» **Extracted data**:
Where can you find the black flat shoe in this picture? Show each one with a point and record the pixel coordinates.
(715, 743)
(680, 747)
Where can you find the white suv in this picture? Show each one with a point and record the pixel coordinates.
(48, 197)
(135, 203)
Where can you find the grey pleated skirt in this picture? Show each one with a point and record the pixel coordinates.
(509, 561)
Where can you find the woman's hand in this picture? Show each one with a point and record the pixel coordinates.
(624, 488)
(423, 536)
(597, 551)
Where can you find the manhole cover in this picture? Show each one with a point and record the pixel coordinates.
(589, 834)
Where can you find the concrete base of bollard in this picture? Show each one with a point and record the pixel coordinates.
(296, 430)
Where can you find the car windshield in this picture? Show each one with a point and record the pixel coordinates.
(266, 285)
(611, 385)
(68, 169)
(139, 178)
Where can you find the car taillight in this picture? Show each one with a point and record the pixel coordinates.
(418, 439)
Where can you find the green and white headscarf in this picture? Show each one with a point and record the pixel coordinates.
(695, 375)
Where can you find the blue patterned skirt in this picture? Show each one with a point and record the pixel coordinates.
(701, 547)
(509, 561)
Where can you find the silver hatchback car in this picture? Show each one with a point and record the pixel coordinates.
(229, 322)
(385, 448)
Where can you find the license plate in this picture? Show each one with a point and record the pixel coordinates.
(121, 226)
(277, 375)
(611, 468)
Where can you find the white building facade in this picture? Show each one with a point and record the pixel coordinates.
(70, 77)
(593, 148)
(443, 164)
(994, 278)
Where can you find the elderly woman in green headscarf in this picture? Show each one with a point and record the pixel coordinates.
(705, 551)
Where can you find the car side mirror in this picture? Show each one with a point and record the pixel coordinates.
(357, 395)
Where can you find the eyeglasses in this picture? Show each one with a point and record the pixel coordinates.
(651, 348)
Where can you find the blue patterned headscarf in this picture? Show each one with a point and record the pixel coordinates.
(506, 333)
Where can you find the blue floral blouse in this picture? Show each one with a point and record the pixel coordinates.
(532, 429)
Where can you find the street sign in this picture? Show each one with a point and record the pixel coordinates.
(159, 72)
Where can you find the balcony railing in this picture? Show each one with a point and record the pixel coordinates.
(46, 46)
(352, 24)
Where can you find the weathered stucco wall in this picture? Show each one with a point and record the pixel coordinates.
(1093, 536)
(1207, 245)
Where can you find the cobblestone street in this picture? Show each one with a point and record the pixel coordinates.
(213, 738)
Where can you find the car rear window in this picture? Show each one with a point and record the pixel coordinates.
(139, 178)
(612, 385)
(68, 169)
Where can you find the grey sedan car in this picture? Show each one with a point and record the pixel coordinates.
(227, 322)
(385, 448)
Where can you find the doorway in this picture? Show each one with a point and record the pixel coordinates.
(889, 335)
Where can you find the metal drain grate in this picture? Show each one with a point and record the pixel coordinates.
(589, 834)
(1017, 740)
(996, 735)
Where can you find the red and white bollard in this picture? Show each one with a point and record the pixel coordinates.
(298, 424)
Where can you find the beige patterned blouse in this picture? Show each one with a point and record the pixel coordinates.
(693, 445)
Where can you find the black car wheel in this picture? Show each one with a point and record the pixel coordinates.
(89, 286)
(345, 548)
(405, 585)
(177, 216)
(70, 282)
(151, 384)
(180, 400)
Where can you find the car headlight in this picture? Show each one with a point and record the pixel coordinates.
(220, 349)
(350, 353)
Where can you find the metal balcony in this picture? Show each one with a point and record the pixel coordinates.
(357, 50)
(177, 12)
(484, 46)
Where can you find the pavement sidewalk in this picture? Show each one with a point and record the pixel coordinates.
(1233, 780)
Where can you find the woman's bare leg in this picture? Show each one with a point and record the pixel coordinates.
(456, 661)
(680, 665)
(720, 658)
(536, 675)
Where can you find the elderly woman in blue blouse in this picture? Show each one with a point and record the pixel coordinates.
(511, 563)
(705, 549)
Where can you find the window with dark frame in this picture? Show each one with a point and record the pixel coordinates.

» **Work task**:
For this exercise, output the entries above exactly as written.

» **Answer to this exercise**:
Where can you find the black flat shoe in this picture? Show each one with a point and record the pixel coordinates.
(715, 743)
(680, 747)
Where can you find the white suv in this picture? Show each one with a point and record the pixel coordinates.
(48, 197)
(135, 203)
Where can you find the grey pleated skirt in this picture? Show each one with a point and record the pixel coordinates.
(509, 561)
Where can you find the woman's hand in this picture? Show each one with a point and record the pixel coordinates.
(624, 488)
(423, 536)
(597, 551)
Where can you find the manhole cover in this picture? Show each one with a point and record the pixel coordinates.
(589, 834)
Where can you find the concrete base of bollard in this picture? Show each one with a point and record the pixel coordinates.
(296, 430)
Where can you find the car windshield in this picture? Show each one with a point and record the pixel coordinates.
(266, 285)
(611, 385)
(68, 169)
(139, 178)
Where can you find the car taillight in this picture? Show each one with a point and record the pixel coordinates.
(418, 439)
Where can you find the green and white headscarf in this picture? Show each one with a point and record the pixel coordinates.
(695, 375)
Where can you find the blue patterned skirt in this picture? Show each one with a point and record the pixel coordinates.
(701, 547)
(509, 561)
Where can you find the silver hatchback car in this picture? Show each one with a point and record the pixel coordinates.
(229, 322)
(385, 448)
Where can you find the license plate in this picture? Show each one with a point and record the pixel coordinates.
(121, 226)
(277, 375)
(611, 468)
Where can you find the white building facade in this picture? Show each one with a point and record the pixel coordinates.
(70, 77)
(593, 148)
(443, 164)
(994, 278)
Where can you find the elderly woman in green headscarf in this picture? Show each one with a point and record the pixel coordinates.
(705, 551)
Where can you find the car side mirror in this picture? Show each one with a point and record the pixel coordinates.
(357, 395)
Where can you find the eyeglasses in this picture? Show each one with a point and record the pixel coordinates.
(651, 348)
Where can you find the blue patterned headscarf in this picture? Show each one with a point and record the pixel coordinates.
(506, 333)
Where can you find the blue floral blouse in this picture? Show each one with a point and record the pixel coordinates.
(532, 429)
Where can you find the street sign in this picture? Show each one with a point and record the pixel coordinates.
(159, 72)
Where can you find the balcony railing in this picture? Show each one with a point and record the pixel coordinates.
(46, 46)
(352, 24)
Where can you find the weathered stucco wall in this picture? Show each one with a point and record the pixel coordinates.
(1093, 536)
(1207, 245)
Where can you find the cobblestone street in this picture? Show each one with a point and record the pixel coordinates.
(213, 738)
Where can you find the car rear window in this picture? Show each one with a point and record the pixel coordinates.
(139, 178)
(612, 385)
(68, 169)
Where can you find the grey sedan car in this picture? Show each one with a point and record the pixel coordinates.
(227, 322)
(385, 448)
Where can you find the doorway in this picture? Show each one with a point and record the pixel coordinates.
(889, 335)
Where can you find the metal drain grate in this picture? Show each one with a point and record the pixel coordinates.
(589, 834)
(1017, 740)
(996, 735)
Where can you find the red and white bollard in this picture? Show each one with a point and record the pixel coordinates.
(298, 424)
Where can you find the beige patterned blouse in this picture? Show each one with a point and record the pixel coordinates.
(693, 445)
Where can you find the black car wheel in this picture? Show each one with a point and record the pixel coordinates.
(89, 286)
(345, 548)
(405, 585)
(177, 216)
(70, 282)
(151, 384)
(180, 400)
Where can you find the car headlight in this picture? Show each one with a point and record the pixel coordinates.
(220, 349)
(350, 353)
Where can you find the metal balcony in this picture? Show each one with a point and record the pixel coordinates.
(357, 50)
(177, 12)
(484, 46)
Where can you find the pavement sidewalk in this picture? Show each one with a point and record the pixel coordinates.
(1233, 780)
Where can you find the woman's bare leg in this picture? Show each one with a point and record the pixel coordinates.
(456, 661)
(680, 665)
(720, 658)
(536, 675)
Where can you find the elderly woman in blue blouse in this picture? Show each one with a point and record the pixel coordinates.
(511, 563)
(705, 549)
Where can you find the window with dark frame in this picture? Show each one with a point and record the pixel coordinates.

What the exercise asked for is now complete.